→ **WHAT TO WORK ON**
Only some lines are wanted. Transcribe, exactly, the lines below from the line with "[[324, 104]]" up to and including the line with "Task: the pointer indicates each instance of the blue and".

Segment Start: THE DATA

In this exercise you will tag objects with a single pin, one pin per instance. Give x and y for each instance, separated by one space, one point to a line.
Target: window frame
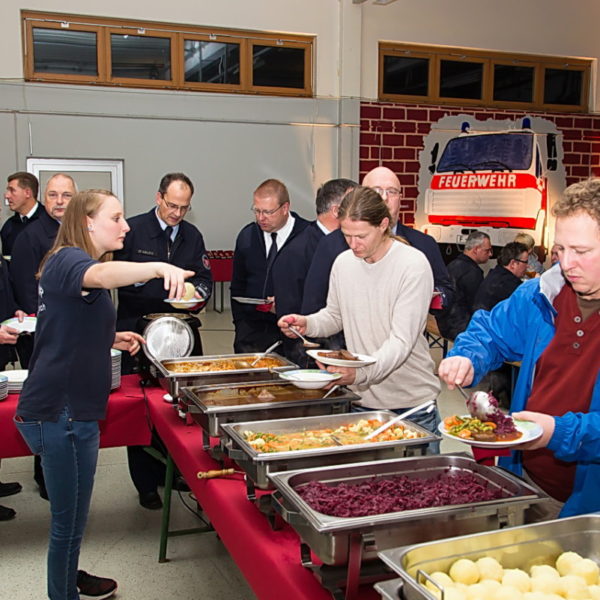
178 33
489 59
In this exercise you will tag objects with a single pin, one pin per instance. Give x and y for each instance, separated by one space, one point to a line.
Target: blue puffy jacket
519 329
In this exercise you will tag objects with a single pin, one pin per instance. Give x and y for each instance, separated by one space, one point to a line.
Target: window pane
562 86
276 66
513 83
460 79
405 75
64 51
211 62
140 57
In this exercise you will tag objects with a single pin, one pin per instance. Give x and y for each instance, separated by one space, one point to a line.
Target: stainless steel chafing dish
514 548
214 405
173 381
348 541
258 465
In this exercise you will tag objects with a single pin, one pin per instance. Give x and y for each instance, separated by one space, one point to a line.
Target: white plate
243 300
531 431
26 326
309 379
363 359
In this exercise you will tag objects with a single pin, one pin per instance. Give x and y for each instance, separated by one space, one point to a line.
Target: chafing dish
514 547
349 541
258 465
173 381
214 405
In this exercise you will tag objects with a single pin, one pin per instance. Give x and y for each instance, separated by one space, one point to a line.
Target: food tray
513 547
214 405
173 382
258 465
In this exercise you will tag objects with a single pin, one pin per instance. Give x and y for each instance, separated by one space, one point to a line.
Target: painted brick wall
391 135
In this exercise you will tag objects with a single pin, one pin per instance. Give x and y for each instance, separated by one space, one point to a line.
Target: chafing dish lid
168 337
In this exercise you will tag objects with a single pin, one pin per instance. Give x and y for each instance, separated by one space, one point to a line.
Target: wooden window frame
489 59
178 33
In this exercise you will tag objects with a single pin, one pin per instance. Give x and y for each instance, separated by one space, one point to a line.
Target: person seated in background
467 276
379 294
534 264
551 325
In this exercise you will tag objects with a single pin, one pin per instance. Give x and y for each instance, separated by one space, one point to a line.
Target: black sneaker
8 489
91 586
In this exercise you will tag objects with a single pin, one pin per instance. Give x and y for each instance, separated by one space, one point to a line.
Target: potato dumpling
566 561
587 569
489 568
517 578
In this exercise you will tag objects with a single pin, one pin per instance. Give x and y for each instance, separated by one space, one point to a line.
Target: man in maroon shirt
552 325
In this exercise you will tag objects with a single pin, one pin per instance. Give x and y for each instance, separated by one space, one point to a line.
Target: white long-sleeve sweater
382 308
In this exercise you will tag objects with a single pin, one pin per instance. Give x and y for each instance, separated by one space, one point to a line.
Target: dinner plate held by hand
530 430
362 359
27 325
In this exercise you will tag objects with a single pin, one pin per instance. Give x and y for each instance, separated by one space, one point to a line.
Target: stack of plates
15 379
3 387
115 375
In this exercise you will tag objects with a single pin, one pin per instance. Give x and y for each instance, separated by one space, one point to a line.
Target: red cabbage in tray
379 495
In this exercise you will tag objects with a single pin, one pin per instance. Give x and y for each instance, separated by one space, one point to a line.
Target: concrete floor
121 539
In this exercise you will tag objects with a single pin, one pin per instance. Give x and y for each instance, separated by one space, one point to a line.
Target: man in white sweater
379 294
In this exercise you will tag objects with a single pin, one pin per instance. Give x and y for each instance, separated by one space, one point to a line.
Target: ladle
307 343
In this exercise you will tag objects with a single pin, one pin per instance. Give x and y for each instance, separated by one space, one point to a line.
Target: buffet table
268 559
126 422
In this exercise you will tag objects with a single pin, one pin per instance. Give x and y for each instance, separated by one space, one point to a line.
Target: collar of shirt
282 234
163 226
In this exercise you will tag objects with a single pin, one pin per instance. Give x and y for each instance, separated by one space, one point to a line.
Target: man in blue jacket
551 325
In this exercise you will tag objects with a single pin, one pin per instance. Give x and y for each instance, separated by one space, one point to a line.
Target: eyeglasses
389 192
176 207
267 213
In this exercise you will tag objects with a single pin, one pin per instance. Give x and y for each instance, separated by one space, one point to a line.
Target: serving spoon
307 343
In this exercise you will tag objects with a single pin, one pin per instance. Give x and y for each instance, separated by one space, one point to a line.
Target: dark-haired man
21 195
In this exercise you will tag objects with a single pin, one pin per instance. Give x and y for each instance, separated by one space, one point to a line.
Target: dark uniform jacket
499 284
13 227
249 280
147 242
467 277
28 251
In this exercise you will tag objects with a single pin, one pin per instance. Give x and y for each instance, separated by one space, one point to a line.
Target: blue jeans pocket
31 432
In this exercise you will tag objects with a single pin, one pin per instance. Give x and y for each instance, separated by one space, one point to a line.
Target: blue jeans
69 452
427 420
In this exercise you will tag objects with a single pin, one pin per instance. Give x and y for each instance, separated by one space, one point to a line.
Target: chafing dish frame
210 418
257 465
510 546
338 541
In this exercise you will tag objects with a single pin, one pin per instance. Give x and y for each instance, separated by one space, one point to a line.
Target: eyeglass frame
267 213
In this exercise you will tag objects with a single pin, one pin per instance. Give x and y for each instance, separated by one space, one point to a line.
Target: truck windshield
490 152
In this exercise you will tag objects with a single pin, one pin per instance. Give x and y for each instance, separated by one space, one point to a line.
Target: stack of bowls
115 376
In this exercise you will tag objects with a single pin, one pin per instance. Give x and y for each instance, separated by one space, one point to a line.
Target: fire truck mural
499 177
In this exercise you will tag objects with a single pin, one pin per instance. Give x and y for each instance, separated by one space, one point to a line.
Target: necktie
270 259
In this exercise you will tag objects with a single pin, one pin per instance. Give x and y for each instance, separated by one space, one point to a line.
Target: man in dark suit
257 248
21 195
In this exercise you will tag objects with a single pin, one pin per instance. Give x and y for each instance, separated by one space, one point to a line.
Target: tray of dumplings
551 559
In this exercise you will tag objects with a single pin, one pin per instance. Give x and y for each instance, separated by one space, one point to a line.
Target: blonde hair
73 231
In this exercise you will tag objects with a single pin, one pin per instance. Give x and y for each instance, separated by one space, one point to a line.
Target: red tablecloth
126 422
269 560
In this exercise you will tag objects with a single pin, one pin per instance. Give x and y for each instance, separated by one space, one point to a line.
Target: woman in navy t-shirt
70 372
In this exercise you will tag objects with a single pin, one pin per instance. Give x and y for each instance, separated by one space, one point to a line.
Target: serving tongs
429 405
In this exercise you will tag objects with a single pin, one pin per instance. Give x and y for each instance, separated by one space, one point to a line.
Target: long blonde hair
73 231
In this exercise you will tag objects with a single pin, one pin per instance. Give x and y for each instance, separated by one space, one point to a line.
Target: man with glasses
257 248
163 235
467 277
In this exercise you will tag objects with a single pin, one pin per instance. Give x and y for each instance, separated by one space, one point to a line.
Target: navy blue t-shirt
71 364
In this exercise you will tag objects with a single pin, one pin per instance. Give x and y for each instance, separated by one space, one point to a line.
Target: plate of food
243 300
487 434
341 358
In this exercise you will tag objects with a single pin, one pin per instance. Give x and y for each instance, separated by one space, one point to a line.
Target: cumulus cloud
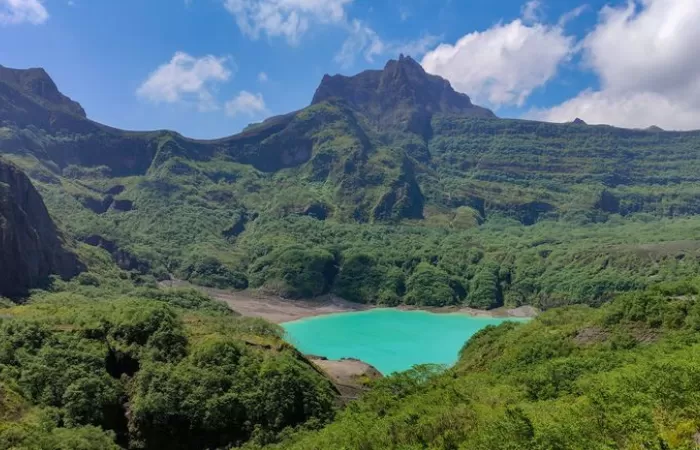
363 41
505 63
284 18
532 11
246 103
186 78
646 56
14 12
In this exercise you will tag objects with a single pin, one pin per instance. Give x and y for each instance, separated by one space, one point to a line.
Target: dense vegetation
98 363
393 196
399 200
624 376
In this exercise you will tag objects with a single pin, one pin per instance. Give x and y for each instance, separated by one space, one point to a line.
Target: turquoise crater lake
391 340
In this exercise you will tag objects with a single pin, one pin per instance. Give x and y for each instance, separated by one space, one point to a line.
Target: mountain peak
38 85
397 93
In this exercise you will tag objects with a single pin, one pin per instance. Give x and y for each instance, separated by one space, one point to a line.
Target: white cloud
186 78
503 64
246 103
646 56
364 41
532 11
629 110
14 12
284 18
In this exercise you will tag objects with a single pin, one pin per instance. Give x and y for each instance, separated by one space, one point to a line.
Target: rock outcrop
30 246
400 94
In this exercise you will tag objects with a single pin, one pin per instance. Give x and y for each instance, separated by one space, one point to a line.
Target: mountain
388 182
31 248
401 95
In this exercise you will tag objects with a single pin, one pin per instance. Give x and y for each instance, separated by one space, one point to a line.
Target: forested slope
389 188
624 376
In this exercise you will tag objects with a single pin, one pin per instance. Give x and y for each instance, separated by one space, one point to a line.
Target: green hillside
621 377
389 177
100 364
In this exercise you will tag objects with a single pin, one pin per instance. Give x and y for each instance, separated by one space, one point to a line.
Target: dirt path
273 309
349 375
279 310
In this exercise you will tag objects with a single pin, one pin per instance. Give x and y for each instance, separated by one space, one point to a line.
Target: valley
147 278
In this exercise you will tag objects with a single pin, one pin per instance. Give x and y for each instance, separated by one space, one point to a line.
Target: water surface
389 339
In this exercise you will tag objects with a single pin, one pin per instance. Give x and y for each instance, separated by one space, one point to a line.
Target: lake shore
275 309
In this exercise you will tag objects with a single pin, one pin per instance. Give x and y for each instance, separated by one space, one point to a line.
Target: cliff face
400 94
30 248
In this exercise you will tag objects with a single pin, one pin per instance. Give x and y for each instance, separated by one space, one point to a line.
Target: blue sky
207 68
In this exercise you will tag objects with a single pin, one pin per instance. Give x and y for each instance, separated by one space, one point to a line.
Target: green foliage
155 369
624 376
485 292
362 279
430 286
295 272
209 271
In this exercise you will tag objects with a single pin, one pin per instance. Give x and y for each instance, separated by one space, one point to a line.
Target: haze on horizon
208 69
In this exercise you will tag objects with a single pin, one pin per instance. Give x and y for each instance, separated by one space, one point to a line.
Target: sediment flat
250 303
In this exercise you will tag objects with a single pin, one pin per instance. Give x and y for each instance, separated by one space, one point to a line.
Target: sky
208 68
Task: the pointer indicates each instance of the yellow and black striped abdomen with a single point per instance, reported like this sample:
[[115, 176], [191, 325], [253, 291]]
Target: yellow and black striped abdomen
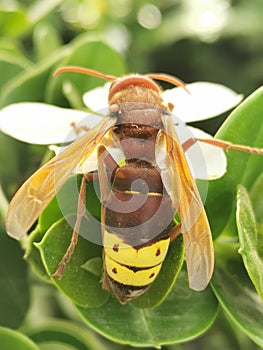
[[136, 235]]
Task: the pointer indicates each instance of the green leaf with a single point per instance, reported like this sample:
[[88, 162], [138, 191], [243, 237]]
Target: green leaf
[[11, 340], [14, 286], [257, 200], [30, 84], [32, 254], [183, 315], [244, 126], [46, 40], [81, 286], [236, 293], [248, 238], [67, 334], [10, 65], [82, 53], [13, 22]]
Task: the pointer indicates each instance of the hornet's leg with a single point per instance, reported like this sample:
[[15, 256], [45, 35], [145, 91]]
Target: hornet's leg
[[74, 239]]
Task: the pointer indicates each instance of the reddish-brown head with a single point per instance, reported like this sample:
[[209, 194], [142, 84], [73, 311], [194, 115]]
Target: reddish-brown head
[[130, 88]]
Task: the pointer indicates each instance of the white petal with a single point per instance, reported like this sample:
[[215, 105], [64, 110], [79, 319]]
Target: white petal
[[205, 100], [97, 98], [206, 161], [39, 123]]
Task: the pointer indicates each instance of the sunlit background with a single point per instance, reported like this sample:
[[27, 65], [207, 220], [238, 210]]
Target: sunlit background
[[216, 40]]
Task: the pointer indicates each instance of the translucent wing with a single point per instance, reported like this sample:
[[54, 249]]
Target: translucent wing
[[35, 194], [186, 199]]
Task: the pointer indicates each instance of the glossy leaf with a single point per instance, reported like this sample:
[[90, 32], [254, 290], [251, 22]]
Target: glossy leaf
[[14, 286], [183, 315], [257, 200], [10, 339], [12, 21], [67, 334], [243, 126], [249, 239], [79, 285], [236, 293]]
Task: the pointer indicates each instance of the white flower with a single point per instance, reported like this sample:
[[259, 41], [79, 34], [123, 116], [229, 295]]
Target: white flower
[[41, 123]]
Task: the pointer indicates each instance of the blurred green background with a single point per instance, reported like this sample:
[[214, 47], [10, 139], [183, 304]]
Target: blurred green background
[[197, 40]]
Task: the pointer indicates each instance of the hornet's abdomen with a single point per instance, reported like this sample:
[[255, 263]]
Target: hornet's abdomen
[[136, 237]]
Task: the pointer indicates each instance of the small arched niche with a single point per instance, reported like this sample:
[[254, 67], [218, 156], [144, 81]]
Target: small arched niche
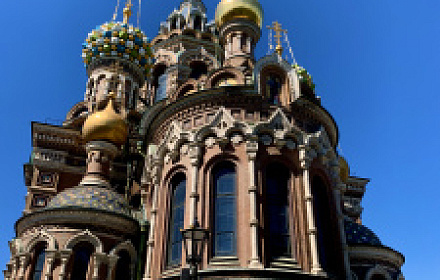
[[274, 85]]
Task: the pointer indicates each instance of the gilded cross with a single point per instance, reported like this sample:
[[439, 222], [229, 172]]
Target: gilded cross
[[276, 26]]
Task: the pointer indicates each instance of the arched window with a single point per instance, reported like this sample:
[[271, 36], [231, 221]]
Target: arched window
[[160, 82], [40, 257], [378, 277], [198, 68], [177, 211], [273, 88], [198, 23], [123, 270], [328, 246], [277, 211], [81, 258], [225, 224]]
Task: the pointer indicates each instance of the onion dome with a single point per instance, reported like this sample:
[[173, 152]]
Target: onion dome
[[344, 169], [119, 41], [357, 234], [228, 10], [90, 197], [105, 125]]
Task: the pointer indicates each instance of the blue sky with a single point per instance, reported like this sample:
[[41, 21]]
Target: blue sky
[[376, 65]]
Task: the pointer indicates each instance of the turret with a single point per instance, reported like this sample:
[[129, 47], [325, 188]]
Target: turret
[[239, 23]]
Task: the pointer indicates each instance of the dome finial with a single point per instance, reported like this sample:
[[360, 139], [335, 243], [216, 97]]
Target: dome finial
[[127, 11], [276, 26]]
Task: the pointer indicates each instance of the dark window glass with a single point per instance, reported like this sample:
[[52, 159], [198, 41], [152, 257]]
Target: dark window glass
[[225, 210], [277, 196], [273, 88], [39, 264], [178, 185], [123, 266], [81, 263]]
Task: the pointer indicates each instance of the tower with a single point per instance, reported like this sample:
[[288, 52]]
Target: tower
[[239, 24], [190, 129]]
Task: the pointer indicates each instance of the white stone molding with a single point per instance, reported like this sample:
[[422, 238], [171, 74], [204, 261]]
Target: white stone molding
[[64, 256], [305, 161], [85, 236], [275, 60], [378, 270], [41, 236], [252, 150]]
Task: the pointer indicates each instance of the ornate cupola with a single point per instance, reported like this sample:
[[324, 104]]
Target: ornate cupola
[[117, 57], [239, 23]]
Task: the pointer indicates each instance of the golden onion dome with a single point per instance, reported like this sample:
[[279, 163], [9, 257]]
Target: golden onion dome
[[105, 125], [232, 9], [344, 169]]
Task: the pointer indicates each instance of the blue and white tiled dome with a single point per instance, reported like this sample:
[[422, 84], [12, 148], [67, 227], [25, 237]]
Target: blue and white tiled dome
[[87, 197], [118, 40], [357, 234]]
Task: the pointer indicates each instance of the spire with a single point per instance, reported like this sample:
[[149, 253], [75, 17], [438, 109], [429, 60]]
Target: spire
[[276, 26], [127, 11]]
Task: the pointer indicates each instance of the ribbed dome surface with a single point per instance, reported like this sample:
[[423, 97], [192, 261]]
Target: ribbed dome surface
[[232, 9], [90, 198], [105, 125]]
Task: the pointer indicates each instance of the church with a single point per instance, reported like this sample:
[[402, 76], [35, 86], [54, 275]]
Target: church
[[188, 158]]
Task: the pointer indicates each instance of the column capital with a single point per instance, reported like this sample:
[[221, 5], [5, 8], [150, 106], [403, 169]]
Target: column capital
[[195, 153], [252, 148]]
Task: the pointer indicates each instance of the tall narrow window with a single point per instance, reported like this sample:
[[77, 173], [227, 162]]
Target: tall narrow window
[[39, 263], [273, 88], [177, 211], [81, 259], [224, 179], [123, 266], [277, 197]]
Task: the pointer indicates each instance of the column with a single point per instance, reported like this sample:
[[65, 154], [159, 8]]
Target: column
[[305, 161], [111, 263], [50, 259], [23, 259], [150, 243], [194, 155], [251, 150], [14, 268], [65, 255], [97, 260]]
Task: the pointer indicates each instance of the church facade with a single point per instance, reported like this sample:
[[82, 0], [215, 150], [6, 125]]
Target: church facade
[[190, 128]]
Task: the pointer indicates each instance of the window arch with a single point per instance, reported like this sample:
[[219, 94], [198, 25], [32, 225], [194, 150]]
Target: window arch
[[278, 227], [82, 253], [224, 200], [38, 266], [176, 220]]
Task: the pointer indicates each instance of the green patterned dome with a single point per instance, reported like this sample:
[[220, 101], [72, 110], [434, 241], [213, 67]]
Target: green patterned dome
[[357, 234], [118, 40], [87, 197]]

Segment End: THE DATA

→ **RESULT FOR THIS TASK**
[[324, 104]]
Target: ornate cupola
[[117, 57], [239, 23]]
Task: the pointer indicates each instance of the golden onion dome with a single point per instance, reported like this sample:
[[279, 163], [9, 257]]
Target: golden onion dome
[[105, 125], [232, 9], [344, 169]]
Task: the pointer indicates each instance of the blue and white tiled dome with a single point per instance, reported like this sample:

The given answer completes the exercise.